[Work required]: Your answer must consist solely of the lines from the start of the entries below through the line with "Subject = woman's chin", unchanged.

________________________

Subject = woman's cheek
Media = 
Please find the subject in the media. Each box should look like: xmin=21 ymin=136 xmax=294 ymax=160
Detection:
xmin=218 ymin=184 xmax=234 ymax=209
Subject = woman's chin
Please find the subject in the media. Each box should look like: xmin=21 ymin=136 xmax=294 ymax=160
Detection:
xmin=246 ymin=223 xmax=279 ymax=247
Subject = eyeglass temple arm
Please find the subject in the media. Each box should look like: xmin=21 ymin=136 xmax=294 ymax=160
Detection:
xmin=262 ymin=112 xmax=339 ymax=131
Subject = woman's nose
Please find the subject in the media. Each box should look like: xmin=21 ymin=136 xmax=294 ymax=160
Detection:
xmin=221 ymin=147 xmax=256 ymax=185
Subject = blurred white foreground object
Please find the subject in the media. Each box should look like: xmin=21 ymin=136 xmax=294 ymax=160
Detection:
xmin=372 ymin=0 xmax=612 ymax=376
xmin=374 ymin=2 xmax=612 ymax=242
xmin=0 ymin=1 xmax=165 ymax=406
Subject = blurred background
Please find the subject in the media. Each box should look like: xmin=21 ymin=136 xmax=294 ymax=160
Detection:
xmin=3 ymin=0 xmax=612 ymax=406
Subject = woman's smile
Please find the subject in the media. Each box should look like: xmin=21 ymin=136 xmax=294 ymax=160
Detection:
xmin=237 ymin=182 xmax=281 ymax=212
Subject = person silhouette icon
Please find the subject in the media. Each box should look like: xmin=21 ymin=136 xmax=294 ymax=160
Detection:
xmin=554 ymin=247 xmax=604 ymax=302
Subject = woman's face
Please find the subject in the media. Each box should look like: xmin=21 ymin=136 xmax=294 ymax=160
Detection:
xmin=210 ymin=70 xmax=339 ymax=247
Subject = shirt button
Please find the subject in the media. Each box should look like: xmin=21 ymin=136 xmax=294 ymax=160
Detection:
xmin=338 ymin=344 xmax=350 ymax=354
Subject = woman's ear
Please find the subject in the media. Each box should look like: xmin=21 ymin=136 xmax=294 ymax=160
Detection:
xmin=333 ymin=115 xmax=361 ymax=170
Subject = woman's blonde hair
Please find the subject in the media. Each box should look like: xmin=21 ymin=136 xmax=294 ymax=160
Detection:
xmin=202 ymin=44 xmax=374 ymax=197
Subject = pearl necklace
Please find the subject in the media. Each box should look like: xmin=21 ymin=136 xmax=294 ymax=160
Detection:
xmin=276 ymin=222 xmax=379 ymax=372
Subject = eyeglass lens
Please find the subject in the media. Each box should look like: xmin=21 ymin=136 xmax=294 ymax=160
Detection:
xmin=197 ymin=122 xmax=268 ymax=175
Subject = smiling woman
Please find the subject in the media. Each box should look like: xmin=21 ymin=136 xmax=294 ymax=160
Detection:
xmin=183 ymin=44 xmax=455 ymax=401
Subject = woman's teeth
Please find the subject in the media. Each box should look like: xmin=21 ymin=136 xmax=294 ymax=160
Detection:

________________________

[Answer for the task]:
Subject = woman's cheek
Media = 
Please find the subject in the media. Each box should look like: xmin=21 ymin=136 xmax=294 ymax=160
Detection:
xmin=218 ymin=184 xmax=234 ymax=209
Subject = woman's chin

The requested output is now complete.